---------- Quoted passage

The recent collapse of Damar Hamlin during a football game has brought the topic of sports-related cardiac arrest back into the spotlight. This has many people wondering if this is something that can happen to someone much older. Luckily, a new study brings reassuring news: it’s rare for older adults to experience sudden cardiac arrest during exercise, and those who do tend to have fewer health issues compared to those who experience this medical emergency outside of exercise.
What is cardiac arrest?
Cardiac arrest refers to a sudden and unexpected loss of heart function as per the American Heart Association It is caused by an electrical issue in the heart that disrupts its normal heartbeat. As a result, the heart is unable to pump blood to the brain, lungs, and other vital organs, leading to a loss of consciousness and no pulse. Without immediate treatment, death can occur within a matter of minutes.
Exercise and Heart Health
Exercise is known to be one of the healthiest habits for the heart, but a new study from Cedars-Sinai in Los Angeles has found that exercise can also trigger an irregular heart rhythm that leads to sudden cardiac arrest. Sudden cardiac arrest occurs when an electrical malfunction in the heart causes it to stop beating, and most people die within minutes. Although rates of sudden cardiac arrest have increased among older adults in recent years, the study found that “the annual incidence of sports-related sudden cardiac arrest among older adults is extremely rare.”
The study was conducted by analyzing cases of sudden cardiac arrest in people aged 65 and older in Portland, Ore., and Ventura County, Calif. The data used came from two ongoing studies: the Oregon Sudden Unexpected Death Study and the Ventura Prediction of Sudden Death in Multi-ethnic Communities study. The research excluded cases where resuscitation was not attempted or where cardiac arrest occurred while in the hospital.
Out of over 4,000 cases studied, only 77 (1.9%) happened during or following exercise, which included activities such as cycling, running, playing golf or tennis, or working out at the gym. About 91% of the cardiac arrests were in men. Medical records were available for 47 people with sports-related cardiac arrest and over 3,100 people with cardiac arrest not related to sports.

--------------------
---------- Material provided

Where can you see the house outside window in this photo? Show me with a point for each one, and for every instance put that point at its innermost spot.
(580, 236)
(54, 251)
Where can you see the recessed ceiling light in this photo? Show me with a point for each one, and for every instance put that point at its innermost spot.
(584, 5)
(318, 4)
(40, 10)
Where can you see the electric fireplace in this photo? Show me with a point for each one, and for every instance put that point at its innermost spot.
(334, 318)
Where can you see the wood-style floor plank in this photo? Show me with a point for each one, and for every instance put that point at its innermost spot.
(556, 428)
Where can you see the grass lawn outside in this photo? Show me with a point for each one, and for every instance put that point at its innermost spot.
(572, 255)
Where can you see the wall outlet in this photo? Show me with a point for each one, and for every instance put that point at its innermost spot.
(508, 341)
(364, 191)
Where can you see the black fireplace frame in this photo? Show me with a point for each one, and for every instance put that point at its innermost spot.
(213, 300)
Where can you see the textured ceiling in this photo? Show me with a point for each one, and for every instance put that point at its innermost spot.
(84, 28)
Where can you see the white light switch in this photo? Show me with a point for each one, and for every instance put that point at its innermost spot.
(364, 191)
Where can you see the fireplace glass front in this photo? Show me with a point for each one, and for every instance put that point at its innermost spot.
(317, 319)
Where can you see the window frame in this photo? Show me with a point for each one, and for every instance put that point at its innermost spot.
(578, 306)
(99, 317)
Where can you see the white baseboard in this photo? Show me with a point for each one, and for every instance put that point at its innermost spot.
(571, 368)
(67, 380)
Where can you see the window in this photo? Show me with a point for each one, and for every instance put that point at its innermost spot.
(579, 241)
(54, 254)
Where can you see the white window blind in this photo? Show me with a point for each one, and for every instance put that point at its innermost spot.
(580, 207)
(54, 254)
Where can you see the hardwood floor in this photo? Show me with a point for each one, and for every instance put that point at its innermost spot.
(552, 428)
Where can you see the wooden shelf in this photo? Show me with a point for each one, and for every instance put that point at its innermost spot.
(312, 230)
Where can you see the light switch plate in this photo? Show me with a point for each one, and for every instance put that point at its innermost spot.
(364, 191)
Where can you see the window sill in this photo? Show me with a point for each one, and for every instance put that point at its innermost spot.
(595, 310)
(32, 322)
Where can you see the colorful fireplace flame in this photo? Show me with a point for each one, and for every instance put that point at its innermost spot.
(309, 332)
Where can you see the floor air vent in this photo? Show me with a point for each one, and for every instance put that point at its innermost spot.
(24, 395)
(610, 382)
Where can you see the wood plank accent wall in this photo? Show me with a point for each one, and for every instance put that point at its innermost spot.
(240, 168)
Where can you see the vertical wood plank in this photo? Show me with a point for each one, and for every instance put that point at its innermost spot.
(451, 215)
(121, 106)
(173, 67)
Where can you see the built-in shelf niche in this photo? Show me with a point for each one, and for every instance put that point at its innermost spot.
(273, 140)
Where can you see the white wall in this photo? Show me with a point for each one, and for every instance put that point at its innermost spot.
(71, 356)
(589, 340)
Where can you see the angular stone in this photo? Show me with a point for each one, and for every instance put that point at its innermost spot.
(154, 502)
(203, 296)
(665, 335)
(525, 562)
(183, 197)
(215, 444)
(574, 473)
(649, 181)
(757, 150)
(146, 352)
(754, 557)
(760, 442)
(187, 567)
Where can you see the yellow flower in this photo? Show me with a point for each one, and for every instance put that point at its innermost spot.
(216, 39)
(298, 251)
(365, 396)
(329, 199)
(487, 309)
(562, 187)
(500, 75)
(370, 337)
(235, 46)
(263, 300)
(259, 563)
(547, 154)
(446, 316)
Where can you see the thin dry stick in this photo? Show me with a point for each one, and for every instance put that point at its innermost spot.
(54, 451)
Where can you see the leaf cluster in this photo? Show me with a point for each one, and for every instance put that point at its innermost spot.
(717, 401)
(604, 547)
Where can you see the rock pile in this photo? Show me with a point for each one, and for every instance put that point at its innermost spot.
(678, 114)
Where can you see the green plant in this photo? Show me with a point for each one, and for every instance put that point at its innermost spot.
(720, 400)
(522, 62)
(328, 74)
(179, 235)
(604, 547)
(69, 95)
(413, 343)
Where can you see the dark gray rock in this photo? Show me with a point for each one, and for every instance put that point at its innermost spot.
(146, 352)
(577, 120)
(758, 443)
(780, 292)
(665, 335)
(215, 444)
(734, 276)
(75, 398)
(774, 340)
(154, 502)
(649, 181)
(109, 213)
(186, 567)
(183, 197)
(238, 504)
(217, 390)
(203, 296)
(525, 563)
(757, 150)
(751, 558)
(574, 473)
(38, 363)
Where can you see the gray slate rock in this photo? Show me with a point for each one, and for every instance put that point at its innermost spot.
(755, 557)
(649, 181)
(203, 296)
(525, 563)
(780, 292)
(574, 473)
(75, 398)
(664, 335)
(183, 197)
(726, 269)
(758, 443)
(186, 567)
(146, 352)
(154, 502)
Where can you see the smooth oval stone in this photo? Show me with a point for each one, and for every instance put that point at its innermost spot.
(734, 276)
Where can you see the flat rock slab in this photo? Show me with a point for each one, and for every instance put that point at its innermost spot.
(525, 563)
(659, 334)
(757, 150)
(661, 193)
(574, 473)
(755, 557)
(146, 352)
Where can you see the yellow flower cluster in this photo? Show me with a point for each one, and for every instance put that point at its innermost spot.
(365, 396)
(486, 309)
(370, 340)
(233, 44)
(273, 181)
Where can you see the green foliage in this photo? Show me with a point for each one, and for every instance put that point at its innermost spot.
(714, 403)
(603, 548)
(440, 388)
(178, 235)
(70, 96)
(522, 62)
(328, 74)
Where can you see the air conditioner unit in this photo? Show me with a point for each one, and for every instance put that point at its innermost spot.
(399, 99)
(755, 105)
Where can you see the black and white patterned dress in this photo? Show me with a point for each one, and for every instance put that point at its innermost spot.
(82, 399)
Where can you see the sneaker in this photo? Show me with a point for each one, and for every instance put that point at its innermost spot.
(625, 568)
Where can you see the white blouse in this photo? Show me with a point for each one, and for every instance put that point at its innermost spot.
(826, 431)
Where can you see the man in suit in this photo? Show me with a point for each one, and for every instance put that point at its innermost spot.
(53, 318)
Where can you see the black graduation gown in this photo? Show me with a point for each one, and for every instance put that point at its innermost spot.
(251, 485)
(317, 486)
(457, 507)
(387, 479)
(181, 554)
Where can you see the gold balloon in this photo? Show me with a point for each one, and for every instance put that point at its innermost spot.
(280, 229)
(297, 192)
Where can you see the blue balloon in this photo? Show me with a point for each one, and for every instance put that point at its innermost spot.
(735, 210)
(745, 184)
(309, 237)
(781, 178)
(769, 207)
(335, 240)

--------------------

Give what follows in the article on exercise-related sudden cardiac arrest among older adults, starting after its final sentence above.

The findings showed that those who experienced sudden cardiac arrest during or after exercise had fewer heart risk factors or other health issues compared to those who experienced a cardiac arrest not related to exercise. Additionally, sports-related cardiac arrests were four times more likely to occur in a public location, such as a gym, which is one reason why they were also four times more likely to survive.
Encouraging Older Adults to Stay Active
The study concludes that the health benefits of sports activity likely outweigh the risk of associated sudden cardiac arrest in seniors. Dr. Sumeet Chugh, the senior study author and director of the Heart Rhythm Center in the Smidt Heart Institute at Cedars-Sinai, stated that older people who regularly participate in sports should continue to do so. However, those who develop new symptoms should consult their physician, and those who want to start exercising should do so only after consulting their physician and obtaining an exercise prescription.
There have been several studies in the past that clearly signify the importance of strength training for better health and longevity. Also, a healthy and active lifestyle has been proven to ward off dementia.
The study found that sports-related cardiac arrest is rare in older adults, and those who experience it tend to have fewer health issues compared to those who experience this medical emergency outside of exercise. The findings encourage older adults to continue to participate in sports, as the health benefits are likely to outweigh the risk of associated sudden cardiac arrest. However, it is important to consult with a physician and obtain an exercise prescription before starting any new physical activity.